(Directions):
**A)** Answer these questions from the station sale agreement excerpt:
(i) Who bears the fees and expenses of Buyer's independent auditors and attorneys incurred in reviewing the Notice of Disagreement?
(ii) What agreement are Seller and Buyer executing and delivering simultaneously with the execution of this Agreement?
(iii) Before what event does Seller have the legal right to control, manage, and supervise the operation of the Stations?
**B)** Carry on the station sale agreement excerpt from its final sentence, matching its contractual style.

─── Text ───

Except as specified in the following sentence, the cost of any
arbitration (including the fees and expenses of the Accounting Firm) pursuant
to this Section  1.7 shall be borne by Buyer and Seller in
inverse proportion as they may prevail on matters resolved by the Accounting
Firm, which proportional allocations shall also be determined by the Accounting
Firm at the time the determination of the Accounting Firm is rendered on the
matters submitted.  The fees and expenses
(if any) of Buyer’s independent auditors and attorneys incurred in connection
with the review of the Notice of Disagreement shall be borne by Buyer, and the
fees and expenses (if any) of Seller’s independent auditors and attorneys
incurred in connection with their review of the Settlement Statement shall be
borne by Seller.

1.8          Effect of Local Marketing Agreement.  Simultaneously with the execution of this
Agreement, Seller and Buyer are executing and delivering the Local Marketing
Agreement.  To the extent that any
Station Assets are assigned, any Assumed Obligations are assumed or assets and
liabilities are prorated under the Local Marketing Agreement, any obligation of
the Seller under this Agreement to assign such Station Assets, of the Buyer to
assume such Assumed Obligations or of the parties to prorate such Station Assets
and Assumed Obligations, shall be deemed satisfied.  Notwithstanding anything contained herein to
the contrary, Seller shall not be deemed to have breached any of its
representations, warranties, covenants or agreements contained herein or to
have failed to satisfy any condition precedent to Buyer’s obligation to perform
under this Agreement (nor shall Seller have any liability or responsibility to
Buyer in respect of any such representations, warranties, covenants, agreements
or conditions precedent), in each case to the extent that the inaccuracy of any
such representations, the breach of any such warranty, covenant or agreement or
the inability to satisfy any such condition precedent arises out of or
otherwise relates to (a) any actions taken by or under the authorization of
Buyer or its Affiliates (or any of their respective officers, directors,
employees, agents or representatives) in connection with Buyer’s performance of
its obligations under the Local Marketing Agreement or (b) the failure of Buyer
to perform any of its obligations under the Local Marketing Agreement.  Buyer acknowledges and agrees that Seller
shall not be deemed responsible for or have authorized or consented to any
action or failure to act on the part of Buyer or its Affiliates (or any of
their respective officers, directors, employees, agents or representatives) in
connection with the Local Marketing Agreement solely by reason of the fact that
prior to Closing, Seller shall have the legal right to control, manage, and
supervise the operation of the Stations and the conduct of the business, except
to the extent Seller actually

 8
 

 

exercises control, management or supervision of the
operation of the Stations or the conduct of the business.

─── Raw records ───

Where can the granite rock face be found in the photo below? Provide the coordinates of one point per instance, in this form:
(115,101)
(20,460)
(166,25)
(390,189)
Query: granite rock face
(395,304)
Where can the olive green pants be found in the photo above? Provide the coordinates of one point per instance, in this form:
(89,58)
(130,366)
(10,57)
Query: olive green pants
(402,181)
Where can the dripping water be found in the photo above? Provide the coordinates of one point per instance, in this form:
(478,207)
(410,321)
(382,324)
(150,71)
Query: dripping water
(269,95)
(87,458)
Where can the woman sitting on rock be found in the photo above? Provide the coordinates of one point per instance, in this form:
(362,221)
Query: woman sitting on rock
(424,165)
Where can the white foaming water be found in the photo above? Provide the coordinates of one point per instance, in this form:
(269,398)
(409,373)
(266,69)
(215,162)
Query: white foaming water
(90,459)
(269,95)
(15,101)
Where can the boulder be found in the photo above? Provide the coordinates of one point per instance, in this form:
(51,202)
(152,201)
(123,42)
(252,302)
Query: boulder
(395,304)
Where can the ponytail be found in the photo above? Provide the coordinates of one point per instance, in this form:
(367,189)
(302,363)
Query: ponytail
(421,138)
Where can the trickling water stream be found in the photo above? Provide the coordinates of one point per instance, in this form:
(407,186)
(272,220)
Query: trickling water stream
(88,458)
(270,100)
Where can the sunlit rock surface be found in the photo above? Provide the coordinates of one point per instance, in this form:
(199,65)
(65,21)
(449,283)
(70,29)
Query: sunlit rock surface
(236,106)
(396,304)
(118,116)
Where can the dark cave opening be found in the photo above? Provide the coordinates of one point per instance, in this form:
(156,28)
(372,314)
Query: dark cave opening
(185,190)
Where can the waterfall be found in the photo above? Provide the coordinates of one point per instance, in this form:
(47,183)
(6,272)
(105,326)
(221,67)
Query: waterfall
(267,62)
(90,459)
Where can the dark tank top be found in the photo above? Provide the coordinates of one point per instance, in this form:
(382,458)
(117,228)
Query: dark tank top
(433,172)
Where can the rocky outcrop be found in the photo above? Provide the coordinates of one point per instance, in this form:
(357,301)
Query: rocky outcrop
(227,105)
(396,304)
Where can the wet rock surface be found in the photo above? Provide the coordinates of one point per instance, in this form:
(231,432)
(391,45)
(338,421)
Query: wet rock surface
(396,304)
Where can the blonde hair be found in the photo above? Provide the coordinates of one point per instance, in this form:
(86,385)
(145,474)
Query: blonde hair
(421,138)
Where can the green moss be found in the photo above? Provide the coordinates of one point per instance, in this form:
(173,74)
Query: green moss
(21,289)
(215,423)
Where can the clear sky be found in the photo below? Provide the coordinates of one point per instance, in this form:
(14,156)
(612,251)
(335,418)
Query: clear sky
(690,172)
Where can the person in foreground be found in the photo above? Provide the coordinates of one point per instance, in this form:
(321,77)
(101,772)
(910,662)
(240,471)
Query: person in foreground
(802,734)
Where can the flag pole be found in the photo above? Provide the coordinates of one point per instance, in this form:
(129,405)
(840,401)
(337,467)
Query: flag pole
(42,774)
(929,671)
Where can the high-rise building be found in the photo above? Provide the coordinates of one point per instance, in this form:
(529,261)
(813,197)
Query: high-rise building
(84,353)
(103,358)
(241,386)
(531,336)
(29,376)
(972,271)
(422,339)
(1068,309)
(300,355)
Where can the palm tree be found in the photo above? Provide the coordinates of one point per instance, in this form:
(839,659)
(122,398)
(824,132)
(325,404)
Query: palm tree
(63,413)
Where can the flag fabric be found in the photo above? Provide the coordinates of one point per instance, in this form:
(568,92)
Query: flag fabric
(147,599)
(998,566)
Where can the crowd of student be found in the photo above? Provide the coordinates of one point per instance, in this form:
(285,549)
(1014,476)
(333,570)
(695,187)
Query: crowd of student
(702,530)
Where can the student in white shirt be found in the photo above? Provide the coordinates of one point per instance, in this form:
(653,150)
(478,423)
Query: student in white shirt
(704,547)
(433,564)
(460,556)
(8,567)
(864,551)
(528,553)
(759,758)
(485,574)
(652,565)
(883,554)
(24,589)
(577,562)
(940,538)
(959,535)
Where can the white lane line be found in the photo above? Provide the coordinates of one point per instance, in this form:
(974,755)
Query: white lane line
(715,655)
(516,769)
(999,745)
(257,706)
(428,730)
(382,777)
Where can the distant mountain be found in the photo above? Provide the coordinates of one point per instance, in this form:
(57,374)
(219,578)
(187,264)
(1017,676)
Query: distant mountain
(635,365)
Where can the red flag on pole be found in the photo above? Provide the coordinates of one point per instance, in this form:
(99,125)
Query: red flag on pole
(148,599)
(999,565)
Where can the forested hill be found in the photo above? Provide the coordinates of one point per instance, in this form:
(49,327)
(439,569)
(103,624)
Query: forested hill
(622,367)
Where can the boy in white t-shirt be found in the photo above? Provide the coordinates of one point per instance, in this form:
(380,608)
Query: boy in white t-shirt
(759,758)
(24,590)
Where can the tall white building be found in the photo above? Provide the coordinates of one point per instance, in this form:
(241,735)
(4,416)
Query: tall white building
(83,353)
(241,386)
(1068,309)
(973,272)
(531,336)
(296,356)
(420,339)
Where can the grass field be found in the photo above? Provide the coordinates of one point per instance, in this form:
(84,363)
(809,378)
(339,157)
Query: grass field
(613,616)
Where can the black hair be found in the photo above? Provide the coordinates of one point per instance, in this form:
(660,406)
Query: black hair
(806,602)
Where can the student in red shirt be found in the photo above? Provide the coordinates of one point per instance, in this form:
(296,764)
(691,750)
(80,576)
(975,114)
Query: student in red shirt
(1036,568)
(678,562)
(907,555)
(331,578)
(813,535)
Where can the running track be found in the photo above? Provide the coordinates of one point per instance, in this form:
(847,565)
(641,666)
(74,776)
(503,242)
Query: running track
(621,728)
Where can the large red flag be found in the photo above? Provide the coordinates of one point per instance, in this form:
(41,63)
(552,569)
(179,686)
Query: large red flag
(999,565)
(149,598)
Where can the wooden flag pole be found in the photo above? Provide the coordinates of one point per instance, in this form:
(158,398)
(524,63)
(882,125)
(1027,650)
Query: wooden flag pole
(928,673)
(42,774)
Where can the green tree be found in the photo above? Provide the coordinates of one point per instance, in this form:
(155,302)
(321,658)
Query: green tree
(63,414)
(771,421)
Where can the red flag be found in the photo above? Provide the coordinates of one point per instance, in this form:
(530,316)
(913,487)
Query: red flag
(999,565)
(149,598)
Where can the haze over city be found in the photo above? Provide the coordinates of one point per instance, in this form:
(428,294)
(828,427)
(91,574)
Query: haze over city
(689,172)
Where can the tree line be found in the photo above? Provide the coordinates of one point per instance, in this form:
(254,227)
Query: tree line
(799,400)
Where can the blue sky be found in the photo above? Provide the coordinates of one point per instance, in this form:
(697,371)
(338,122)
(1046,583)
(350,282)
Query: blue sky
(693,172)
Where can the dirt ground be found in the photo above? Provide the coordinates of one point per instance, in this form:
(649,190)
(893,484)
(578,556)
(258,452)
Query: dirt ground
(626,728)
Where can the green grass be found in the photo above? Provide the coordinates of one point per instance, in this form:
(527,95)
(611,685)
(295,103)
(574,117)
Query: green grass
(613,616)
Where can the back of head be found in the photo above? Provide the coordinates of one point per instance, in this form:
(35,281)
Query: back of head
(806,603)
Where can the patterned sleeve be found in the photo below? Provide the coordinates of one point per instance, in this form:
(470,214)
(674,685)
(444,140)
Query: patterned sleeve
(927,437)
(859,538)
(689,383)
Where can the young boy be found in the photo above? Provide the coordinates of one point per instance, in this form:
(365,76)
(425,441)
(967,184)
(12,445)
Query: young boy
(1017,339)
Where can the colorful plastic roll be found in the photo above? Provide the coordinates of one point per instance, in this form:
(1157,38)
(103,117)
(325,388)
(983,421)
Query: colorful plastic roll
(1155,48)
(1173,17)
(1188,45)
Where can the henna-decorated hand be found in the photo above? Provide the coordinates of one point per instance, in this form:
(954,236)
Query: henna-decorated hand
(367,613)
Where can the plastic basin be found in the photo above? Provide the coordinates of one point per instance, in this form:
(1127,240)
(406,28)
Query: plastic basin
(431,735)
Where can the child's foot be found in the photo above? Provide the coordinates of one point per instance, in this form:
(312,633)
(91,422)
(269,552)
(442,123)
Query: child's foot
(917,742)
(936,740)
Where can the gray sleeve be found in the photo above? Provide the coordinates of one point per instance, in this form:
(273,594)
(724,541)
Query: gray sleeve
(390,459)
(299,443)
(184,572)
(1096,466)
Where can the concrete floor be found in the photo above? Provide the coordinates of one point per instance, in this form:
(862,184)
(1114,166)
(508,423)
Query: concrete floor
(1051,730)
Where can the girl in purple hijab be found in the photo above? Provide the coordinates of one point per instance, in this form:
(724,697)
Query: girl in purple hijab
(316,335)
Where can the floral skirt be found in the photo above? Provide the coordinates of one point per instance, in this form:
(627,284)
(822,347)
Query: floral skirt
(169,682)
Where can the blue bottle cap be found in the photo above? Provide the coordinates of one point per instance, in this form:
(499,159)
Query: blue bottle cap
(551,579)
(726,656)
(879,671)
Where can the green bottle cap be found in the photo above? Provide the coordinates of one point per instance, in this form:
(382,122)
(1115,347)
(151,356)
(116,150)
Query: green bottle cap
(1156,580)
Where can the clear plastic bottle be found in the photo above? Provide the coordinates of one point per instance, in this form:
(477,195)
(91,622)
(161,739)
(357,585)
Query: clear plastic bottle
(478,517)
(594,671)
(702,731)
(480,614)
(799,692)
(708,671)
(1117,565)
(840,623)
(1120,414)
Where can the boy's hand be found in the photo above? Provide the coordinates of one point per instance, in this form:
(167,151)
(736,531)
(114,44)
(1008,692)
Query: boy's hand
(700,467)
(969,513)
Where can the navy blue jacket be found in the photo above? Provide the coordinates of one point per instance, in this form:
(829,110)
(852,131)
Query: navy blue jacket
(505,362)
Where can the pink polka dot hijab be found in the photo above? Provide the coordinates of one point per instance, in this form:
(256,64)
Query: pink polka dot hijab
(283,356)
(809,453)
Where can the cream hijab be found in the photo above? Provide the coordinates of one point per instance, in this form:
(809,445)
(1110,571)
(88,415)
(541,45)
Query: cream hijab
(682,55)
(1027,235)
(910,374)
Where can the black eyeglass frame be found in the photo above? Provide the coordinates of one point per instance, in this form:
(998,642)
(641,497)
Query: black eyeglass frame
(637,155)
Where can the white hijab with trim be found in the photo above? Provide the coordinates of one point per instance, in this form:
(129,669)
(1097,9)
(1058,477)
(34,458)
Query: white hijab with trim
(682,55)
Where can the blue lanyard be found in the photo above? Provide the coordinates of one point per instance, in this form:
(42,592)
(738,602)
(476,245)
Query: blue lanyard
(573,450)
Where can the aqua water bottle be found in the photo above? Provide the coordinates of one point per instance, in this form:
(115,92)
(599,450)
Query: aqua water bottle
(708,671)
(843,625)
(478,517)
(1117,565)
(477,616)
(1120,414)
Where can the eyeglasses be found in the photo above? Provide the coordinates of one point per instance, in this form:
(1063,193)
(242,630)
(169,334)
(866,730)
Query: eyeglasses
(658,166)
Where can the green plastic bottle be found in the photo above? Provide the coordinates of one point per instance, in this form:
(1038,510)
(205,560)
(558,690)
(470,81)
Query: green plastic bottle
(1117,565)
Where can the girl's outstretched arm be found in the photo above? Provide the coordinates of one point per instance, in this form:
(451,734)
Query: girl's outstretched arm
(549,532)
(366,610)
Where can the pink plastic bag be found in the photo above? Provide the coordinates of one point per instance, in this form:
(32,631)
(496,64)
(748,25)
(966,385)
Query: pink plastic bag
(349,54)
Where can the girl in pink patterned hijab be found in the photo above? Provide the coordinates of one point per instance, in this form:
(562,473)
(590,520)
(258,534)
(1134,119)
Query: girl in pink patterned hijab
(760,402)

───

(Final results):
**A)**
(i) Buyer.
(ii) The Local Marketing Agreement.
(iii) Closing.

**B)**
1.9          Allocation. Seller
and Buyer will each allocate the Purchase Price in accordance with the
respective fair market values of the Station Assets being purchased and sold,
as determined by an appraisal (the “Appraisal”) to
be performed by Bond & Pecaro, and in accordance with the requirements of
Section 1060 of the Code, and shall each file its federal income tax returns
and its other Tax Returns reflecting such allocation; provided, however that
nothing contained herein shall prevent Buyer or Seller from settling any
proposed deficiency or adjustment by any Tax authority based on or arising out
of such allocation, and neither Buyer nor Seller shall be required to litigate
before any court any proposed deficiency or adjustment by any Tax authority
challenging such allocation.  Bond &
Pecaro shall be jointly retained by Buyer and Seller to perform the Appraisal,
and the cost of the Appraisal shall be borne equally by each.

ARTICLE II

REPRESENTATIONS AND WARRANTIES OF SELLER

Seller represents and warrants to Buyer as follows:

2.1          Existence and Power.  Each of CBS Radio and
Illinois CBS Radio is a corporation
duly organized, validly existing and in good standing under the laws of the
jurisdiction of its organization.  Texas
CBS Radio is a limited partnership duly organized, validly existing and in good
standing under the laws of the jurisdiction of its organization.  Seller is qualified to do business and is in
good standing in each jurisdiction where such qualification is necessary.  Seller has the requisite corporate or limited
partnership power and authority, as the case may be, to own and operate the
Stations as currently operated.

2.2          Corporate Authorization.

(a)           The execution and delivery by Seller of this Agreement and
all of the other agreements, certificates and instruments to be executed and
delivered by Seller pursuant hereto or in connection with the transactions
contemplated hereby (the “Seller Ancillary Agreements”), the performance by Seller of its
obligations hereunder and thereunder and the consummation by Seller of the
transactions contemplated hereby and thereby are within Seller’s corporate or
limited partnership powers, as the case may be, and have been duly authorized
by all requisite corporate or limited partnership action, as the case may be,
on the part of Seller.

(b)           This Agreement has been, and each Seller Ancillary
Agreement will be, duly executed and delivered by Seller.  This Agreement (assuming due authorization,
execution and delivery by Buyer) constitutes, and each Seller Ancillary
Agreement will constitute when executed and delivered by Seller, the legal,
valid and binding obligation of Seller, enforceable against Seller in
accordance with its terms, except as such enforceability may be limited by
applicable bankruptcy, insolvency, reorganization, fraudulent conveyance,
moratorium or other similar Laws affecting or relating to enforcement of
creditors’ rights generally and general principles of equity (regardless of
whether enforcement is considered in a proceeding at law or in equity).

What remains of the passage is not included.